▶ [HOW TO COMPLETE THIS TASK]: What is the number of lines in the data below that contain "pixel"? Answer with that number and no other words.

▶ [Dataset entries]:
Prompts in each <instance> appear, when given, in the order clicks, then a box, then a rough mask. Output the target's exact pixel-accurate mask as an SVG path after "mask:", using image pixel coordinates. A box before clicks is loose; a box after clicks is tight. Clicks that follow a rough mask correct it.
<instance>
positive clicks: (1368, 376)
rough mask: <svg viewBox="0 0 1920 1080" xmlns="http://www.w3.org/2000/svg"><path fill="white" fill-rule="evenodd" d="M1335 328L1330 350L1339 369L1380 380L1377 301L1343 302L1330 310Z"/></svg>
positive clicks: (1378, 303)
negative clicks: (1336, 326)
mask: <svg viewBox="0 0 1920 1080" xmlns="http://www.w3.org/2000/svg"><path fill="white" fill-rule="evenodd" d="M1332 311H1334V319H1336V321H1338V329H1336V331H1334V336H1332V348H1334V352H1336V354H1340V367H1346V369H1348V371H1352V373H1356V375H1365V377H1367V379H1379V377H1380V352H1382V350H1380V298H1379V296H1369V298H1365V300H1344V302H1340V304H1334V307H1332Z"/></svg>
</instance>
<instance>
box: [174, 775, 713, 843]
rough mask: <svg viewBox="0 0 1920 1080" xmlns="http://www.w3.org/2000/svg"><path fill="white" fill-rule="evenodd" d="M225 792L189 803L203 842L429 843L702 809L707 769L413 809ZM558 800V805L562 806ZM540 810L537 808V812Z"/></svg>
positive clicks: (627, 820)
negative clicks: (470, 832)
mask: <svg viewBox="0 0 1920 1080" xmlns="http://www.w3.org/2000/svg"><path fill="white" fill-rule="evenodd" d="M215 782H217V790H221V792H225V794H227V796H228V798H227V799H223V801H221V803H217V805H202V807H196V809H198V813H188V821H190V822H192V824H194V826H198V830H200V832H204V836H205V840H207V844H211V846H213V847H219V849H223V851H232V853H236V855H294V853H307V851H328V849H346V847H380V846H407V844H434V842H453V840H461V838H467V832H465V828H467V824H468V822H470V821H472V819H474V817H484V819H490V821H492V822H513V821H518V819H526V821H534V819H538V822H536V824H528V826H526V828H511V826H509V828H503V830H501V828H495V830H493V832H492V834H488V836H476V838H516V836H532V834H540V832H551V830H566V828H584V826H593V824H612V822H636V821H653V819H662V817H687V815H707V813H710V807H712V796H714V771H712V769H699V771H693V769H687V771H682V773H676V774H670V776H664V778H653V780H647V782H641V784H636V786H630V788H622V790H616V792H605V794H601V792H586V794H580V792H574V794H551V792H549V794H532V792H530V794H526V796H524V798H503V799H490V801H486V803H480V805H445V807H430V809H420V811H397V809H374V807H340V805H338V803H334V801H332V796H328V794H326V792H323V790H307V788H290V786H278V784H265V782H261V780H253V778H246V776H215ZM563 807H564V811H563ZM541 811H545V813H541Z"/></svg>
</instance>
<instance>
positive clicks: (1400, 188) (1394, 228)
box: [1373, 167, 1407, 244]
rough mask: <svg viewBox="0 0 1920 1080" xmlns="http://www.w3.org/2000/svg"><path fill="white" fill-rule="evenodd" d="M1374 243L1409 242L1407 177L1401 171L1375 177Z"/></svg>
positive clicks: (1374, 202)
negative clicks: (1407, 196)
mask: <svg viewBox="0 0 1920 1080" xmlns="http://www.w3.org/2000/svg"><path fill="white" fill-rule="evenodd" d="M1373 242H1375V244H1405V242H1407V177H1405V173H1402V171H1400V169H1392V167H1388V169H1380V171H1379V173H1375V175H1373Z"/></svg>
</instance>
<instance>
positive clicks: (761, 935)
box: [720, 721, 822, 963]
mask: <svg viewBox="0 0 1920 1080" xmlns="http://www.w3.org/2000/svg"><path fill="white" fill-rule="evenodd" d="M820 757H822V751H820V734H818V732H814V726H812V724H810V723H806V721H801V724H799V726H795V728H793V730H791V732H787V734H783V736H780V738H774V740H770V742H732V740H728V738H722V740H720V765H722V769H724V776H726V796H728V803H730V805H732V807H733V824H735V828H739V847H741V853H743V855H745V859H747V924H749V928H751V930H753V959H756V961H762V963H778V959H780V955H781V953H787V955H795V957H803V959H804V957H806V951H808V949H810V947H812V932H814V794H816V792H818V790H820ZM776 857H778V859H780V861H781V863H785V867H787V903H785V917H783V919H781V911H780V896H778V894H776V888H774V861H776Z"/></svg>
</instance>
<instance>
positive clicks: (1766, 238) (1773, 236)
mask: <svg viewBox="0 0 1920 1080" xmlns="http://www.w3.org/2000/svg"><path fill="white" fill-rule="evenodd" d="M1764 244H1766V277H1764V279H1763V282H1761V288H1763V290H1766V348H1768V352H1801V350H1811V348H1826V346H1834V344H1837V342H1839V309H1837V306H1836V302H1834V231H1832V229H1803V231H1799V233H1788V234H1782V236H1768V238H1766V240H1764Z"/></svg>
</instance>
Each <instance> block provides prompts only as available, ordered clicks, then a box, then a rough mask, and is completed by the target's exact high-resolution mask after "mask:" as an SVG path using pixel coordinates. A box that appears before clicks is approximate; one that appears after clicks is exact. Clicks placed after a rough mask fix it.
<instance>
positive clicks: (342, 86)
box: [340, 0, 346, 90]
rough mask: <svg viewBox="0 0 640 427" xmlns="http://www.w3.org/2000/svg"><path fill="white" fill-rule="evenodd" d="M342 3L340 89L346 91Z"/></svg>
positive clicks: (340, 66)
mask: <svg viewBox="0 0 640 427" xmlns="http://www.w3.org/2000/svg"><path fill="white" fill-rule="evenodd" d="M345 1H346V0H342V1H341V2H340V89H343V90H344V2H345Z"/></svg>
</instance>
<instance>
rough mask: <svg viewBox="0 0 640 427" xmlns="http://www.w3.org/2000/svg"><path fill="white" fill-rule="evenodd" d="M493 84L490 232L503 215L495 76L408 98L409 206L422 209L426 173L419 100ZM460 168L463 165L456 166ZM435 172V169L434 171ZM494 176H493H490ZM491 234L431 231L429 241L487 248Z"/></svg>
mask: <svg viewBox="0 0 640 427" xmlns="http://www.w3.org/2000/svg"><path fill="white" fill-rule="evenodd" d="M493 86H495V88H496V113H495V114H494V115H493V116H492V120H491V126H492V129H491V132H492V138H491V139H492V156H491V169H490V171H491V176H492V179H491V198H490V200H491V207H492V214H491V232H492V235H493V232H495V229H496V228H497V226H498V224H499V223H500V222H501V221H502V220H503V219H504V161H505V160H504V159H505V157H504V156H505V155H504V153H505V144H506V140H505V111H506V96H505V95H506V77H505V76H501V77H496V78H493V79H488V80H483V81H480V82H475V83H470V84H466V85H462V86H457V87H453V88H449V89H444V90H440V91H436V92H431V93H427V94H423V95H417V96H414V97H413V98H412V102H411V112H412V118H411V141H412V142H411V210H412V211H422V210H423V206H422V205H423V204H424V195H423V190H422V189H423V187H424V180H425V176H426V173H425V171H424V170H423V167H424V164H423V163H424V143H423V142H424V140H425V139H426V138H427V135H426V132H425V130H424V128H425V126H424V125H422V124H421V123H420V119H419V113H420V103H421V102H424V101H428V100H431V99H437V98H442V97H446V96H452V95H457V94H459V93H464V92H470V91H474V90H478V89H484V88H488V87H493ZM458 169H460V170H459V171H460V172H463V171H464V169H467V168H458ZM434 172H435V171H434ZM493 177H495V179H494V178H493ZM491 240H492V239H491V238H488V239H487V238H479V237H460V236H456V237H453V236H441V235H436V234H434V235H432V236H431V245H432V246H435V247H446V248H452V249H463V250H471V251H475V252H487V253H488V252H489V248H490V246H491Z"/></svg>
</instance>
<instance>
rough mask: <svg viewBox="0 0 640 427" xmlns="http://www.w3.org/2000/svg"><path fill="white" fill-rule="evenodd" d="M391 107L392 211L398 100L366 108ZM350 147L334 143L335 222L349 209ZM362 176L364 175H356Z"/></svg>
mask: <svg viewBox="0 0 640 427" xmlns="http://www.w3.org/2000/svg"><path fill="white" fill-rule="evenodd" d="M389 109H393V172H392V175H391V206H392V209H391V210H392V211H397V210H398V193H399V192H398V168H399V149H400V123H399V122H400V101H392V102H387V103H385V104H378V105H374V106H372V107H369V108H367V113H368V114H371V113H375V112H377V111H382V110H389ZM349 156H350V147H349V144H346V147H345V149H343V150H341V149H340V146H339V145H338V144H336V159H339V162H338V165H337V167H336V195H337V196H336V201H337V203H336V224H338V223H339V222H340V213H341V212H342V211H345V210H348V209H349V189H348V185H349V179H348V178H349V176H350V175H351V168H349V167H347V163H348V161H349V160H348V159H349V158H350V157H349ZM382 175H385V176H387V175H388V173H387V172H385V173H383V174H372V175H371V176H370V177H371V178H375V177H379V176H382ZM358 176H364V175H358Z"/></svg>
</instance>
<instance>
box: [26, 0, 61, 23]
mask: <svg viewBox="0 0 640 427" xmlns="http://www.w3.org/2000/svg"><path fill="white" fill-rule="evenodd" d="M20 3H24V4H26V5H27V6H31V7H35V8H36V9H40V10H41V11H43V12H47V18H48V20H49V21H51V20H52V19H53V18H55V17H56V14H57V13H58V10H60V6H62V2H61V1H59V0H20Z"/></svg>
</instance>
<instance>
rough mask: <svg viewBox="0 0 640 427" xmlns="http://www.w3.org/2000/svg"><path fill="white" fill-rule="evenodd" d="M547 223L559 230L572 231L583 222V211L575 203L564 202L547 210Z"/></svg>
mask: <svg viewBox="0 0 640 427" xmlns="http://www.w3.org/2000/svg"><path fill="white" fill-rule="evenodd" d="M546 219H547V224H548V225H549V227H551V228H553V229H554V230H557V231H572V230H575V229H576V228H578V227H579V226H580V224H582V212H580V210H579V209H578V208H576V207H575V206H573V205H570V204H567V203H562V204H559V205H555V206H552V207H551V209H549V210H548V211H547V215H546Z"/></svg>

▶ [WRITTEN ANSWER]: 2